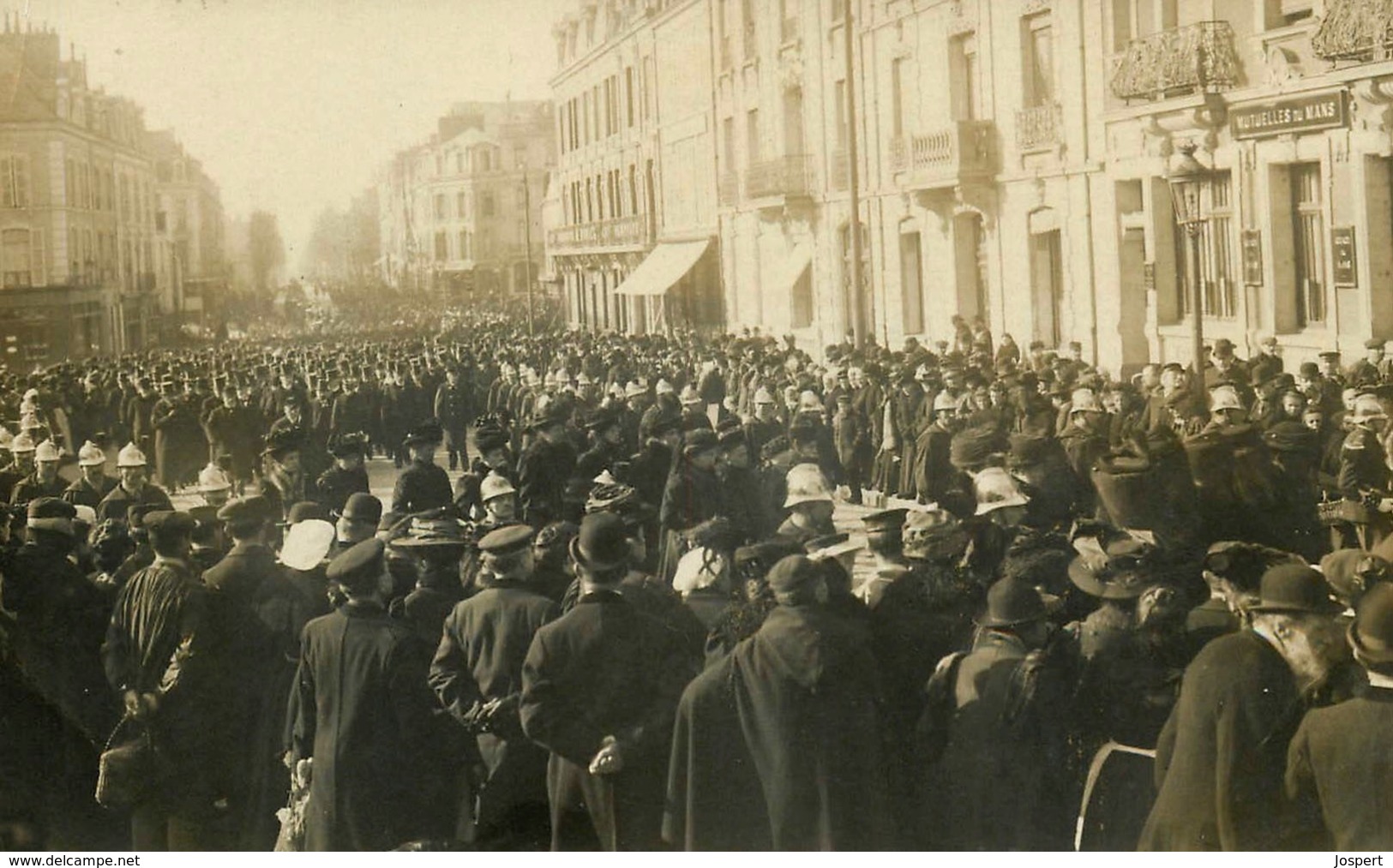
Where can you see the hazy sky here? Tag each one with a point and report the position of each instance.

--

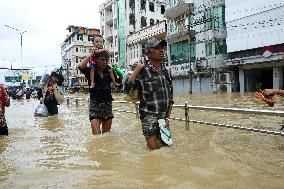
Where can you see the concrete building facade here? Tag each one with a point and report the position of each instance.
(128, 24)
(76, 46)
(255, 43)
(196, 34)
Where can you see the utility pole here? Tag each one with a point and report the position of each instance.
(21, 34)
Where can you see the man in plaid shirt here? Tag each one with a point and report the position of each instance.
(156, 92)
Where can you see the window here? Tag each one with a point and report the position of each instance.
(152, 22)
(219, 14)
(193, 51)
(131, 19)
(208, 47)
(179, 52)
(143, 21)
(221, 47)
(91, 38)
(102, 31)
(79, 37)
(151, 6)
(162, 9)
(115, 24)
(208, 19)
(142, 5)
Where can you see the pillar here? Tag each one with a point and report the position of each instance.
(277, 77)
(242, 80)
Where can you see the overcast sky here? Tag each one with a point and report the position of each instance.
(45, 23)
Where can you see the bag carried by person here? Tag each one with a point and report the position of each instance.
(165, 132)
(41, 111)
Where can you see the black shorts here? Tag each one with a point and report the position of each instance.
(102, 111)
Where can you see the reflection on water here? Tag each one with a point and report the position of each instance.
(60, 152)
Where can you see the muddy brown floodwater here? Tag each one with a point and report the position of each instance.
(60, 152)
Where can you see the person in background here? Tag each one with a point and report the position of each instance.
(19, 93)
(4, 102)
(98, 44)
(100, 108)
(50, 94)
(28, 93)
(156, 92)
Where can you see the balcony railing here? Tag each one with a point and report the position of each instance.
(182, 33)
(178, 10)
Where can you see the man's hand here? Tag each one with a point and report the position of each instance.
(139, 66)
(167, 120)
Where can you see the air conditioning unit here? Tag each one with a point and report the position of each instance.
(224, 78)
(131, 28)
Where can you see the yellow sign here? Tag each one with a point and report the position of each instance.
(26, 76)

* * *

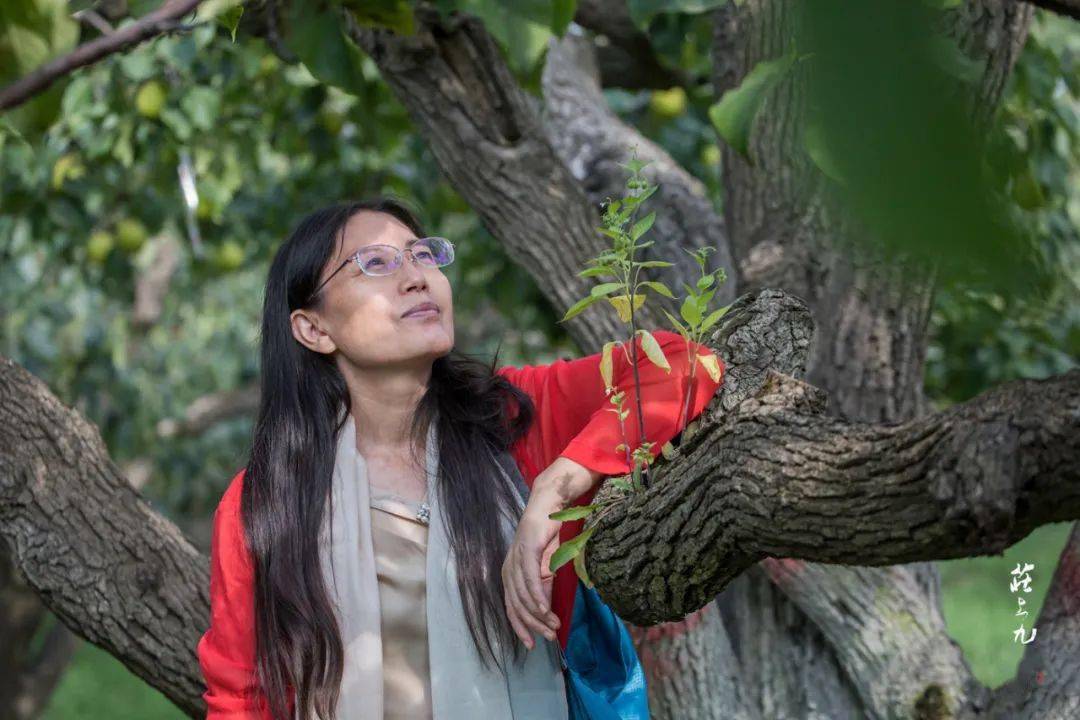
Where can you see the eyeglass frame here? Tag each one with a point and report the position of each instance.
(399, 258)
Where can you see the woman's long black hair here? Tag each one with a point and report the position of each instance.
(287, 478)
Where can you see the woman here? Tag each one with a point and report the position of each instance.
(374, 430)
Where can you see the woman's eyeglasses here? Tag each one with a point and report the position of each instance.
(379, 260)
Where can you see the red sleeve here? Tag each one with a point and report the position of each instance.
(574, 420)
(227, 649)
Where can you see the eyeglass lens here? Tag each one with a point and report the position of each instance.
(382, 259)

EXERCISE DIRECTIONS:
How many lines in the rows above contain the word "black"? Reply with only the number.

EXERCISE OUTPUT:
2